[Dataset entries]
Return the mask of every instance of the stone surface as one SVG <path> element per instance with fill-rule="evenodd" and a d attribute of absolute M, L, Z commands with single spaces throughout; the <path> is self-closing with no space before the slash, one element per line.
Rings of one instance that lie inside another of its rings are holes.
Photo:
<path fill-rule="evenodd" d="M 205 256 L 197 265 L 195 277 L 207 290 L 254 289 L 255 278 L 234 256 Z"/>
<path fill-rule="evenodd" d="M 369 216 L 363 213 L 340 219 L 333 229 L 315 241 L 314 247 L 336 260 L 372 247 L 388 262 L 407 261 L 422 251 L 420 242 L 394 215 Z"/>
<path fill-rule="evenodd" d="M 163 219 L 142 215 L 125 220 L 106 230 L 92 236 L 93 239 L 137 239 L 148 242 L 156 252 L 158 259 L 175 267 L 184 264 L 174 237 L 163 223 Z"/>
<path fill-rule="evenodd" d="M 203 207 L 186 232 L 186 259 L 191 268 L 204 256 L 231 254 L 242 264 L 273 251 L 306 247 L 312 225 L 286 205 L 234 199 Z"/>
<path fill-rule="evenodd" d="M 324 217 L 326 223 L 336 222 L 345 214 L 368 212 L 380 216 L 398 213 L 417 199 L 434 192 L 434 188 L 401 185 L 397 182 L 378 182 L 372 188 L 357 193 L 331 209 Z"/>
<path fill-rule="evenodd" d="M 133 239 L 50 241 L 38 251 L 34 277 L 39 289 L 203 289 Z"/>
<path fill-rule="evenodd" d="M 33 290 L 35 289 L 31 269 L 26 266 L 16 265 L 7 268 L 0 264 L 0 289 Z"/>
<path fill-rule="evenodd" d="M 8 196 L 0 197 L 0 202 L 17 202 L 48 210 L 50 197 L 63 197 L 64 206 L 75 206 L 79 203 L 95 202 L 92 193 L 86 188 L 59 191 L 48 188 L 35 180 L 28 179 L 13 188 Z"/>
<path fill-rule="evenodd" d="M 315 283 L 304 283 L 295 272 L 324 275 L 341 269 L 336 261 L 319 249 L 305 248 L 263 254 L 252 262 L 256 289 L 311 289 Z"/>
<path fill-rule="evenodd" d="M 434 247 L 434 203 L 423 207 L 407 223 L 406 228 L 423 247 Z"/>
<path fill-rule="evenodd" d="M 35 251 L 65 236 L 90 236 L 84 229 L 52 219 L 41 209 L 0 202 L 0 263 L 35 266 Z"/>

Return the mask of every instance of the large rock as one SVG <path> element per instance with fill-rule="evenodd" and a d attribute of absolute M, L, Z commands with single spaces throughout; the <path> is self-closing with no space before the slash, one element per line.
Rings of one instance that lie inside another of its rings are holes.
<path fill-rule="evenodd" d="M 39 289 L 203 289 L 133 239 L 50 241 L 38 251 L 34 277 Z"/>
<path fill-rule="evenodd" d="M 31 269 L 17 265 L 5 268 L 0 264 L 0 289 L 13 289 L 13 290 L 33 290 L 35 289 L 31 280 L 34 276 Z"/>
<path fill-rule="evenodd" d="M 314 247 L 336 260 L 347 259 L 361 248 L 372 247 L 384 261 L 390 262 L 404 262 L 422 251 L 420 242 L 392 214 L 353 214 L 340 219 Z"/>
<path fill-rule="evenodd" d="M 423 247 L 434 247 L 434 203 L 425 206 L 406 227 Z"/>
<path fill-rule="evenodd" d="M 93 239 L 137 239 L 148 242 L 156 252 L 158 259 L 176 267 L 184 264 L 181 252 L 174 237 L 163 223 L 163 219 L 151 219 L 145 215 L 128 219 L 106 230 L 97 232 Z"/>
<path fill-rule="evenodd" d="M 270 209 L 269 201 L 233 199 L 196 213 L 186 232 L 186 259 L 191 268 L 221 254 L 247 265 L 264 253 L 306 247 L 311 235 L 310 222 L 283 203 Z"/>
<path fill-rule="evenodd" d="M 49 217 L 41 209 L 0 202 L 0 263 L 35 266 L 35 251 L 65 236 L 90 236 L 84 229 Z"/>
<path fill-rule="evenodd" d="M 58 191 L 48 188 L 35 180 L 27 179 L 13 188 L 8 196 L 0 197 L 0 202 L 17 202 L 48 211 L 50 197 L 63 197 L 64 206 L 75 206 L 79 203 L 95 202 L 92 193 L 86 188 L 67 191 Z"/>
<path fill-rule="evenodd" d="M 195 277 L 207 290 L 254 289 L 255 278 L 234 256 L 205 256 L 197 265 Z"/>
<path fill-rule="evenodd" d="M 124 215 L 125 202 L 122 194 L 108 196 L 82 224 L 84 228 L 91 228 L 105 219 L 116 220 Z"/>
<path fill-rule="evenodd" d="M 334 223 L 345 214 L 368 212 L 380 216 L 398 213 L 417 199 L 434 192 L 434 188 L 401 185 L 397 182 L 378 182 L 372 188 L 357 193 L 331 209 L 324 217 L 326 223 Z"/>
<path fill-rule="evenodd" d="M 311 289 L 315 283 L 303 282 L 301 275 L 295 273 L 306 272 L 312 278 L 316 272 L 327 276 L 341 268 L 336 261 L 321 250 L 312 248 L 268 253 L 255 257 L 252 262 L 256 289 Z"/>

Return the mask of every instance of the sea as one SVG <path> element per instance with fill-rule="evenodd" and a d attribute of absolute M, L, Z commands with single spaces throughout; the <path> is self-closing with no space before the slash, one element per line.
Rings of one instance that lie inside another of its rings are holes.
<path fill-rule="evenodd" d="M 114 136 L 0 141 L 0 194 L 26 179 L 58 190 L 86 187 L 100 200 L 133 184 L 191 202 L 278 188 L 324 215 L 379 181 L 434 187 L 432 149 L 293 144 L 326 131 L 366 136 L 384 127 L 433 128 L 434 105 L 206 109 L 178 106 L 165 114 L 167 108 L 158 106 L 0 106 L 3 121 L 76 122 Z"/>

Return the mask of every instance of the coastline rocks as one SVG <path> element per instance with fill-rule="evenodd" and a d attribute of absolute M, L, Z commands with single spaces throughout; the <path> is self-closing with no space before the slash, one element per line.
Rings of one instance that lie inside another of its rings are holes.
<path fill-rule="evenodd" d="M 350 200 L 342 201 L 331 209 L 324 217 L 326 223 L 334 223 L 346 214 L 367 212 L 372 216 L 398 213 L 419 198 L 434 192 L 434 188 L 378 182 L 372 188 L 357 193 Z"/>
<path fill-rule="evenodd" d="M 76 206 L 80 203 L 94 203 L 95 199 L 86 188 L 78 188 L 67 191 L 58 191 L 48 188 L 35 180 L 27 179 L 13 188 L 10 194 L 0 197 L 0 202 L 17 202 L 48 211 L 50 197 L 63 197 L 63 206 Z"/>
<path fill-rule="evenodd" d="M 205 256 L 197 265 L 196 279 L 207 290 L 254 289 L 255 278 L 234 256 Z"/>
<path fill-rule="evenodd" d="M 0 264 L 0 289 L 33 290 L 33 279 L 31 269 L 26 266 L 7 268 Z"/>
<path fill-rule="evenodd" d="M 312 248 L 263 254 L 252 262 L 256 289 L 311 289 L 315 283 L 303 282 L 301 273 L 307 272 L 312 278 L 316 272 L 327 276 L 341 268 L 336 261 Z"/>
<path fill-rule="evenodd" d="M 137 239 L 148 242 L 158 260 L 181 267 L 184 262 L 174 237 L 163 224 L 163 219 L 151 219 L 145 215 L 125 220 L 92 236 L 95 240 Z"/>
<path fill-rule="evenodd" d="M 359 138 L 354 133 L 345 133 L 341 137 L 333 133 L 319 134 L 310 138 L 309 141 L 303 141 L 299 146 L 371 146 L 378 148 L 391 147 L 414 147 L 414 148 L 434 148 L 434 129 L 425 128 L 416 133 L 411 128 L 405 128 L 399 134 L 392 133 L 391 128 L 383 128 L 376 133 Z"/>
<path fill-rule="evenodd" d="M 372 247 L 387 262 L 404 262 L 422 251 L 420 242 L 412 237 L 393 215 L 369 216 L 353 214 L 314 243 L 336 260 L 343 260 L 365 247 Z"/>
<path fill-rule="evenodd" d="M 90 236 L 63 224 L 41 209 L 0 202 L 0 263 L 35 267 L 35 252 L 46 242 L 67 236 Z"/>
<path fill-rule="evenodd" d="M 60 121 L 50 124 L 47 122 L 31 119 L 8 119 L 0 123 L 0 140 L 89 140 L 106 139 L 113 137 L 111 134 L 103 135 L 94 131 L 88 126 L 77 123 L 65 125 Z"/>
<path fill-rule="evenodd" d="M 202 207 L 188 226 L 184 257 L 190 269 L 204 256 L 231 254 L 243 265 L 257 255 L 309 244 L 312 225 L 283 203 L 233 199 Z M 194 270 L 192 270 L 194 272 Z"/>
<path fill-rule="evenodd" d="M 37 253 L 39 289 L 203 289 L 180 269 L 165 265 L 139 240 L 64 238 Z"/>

§ EXERCISE
Edit the stretch of the material from the line containing "Return the mask of every instance of the large" through the line containing "334 223 L 345" so that "large rock" becomes "boulder" and nothing else changes. Give back only those lines.

§ FINISHED TASK
Return the mask of every instance of the boulder as one SVG <path> element per instance with fill-rule="evenodd" and a d attribute of absolute M, L, Z commands with single spaces throughout; the <path> is self-closing with no space before the slash, one element per line.
Rings of one instance that lie inside another of its rings are holes.
<path fill-rule="evenodd" d="M 39 289 L 203 289 L 133 239 L 50 241 L 38 251 L 34 277 Z"/>
<path fill-rule="evenodd" d="M 31 269 L 17 265 L 5 268 L 0 264 L 0 289 L 13 289 L 13 290 L 33 290 L 35 289 L 31 280 L 34 276 Z"/>
<path fill-rule="evenodd" d="M 314 247 L 336 260 L 347 259 L 361 248 L 372 247 L 384 261 L 390 262 L 404 262 L 422 251 L 420 242 L 392 214 L 353 214 L 340 219 Z"/>
<path fill-rule="evenodd" d="M 423 247 L 434 247 L 434 203 L 425 206 L 406 227 Z"/>
<path fill-rule="evenodd" d="M 93 239 L 137 239 L 148 242 L 156 252 L 158 259 L 176 267 L 184 264 L 181 252 L 174 237 L 163 223 L 163 219 L 151 219 L 145 215 L 128 219 L 106 230 L 97 232 Z"/>
<path fill-rule="evenodd" d="M 270 209 L 269 201 L 233 199 L 196 213 L 186 232 L 186 259 L 191 268 L 221 254 L 247 265 L 264 253 L 306 247 L 311 235 L 310 222 L 283 203 Z"/>
<path fill-rule="evenodd" d="M 49 217 L 41 209 L 0 202 L 0 263 L 35 266 L 35 251 L 65 236 L 90 236 L 84 229 Z"/>
<path fill-rule="evenodd" d="M 58 191 L 48 188 L 35 180 L 27 179 L 13 188 L 8 196 L 0 197 L 0 202 L 17 202 L 48 211 L 50 197 L 63 197 L 64 206 L 75 206 L 79 203 L 95 202 L 92 193 L 86 188 L 67 191 Z"/>
<path fill-rule="evenodd" d="M 195 277 L 207 290 L 254 289 L 255 278 L 234 256 L 205 256 L 197 265 Z"/>
<path fill-rule="evenodd" d="M 124 215 L 125 202 L 122 194 L 108 196 L 82 224 L 84 228 L 91 228 L 105 219 L 116 220 Z"/>
<path fill-rule="evenodd" d="M 334 223 L 345 214 L 368 212 L 380 216 L 398 213 L 417 199 L 434 192 L 434 188 L 401 185 L 397 182 L 378 182 L 372 188 L 357 193 L 331 209 L 324 217 L 326 223 Z"/>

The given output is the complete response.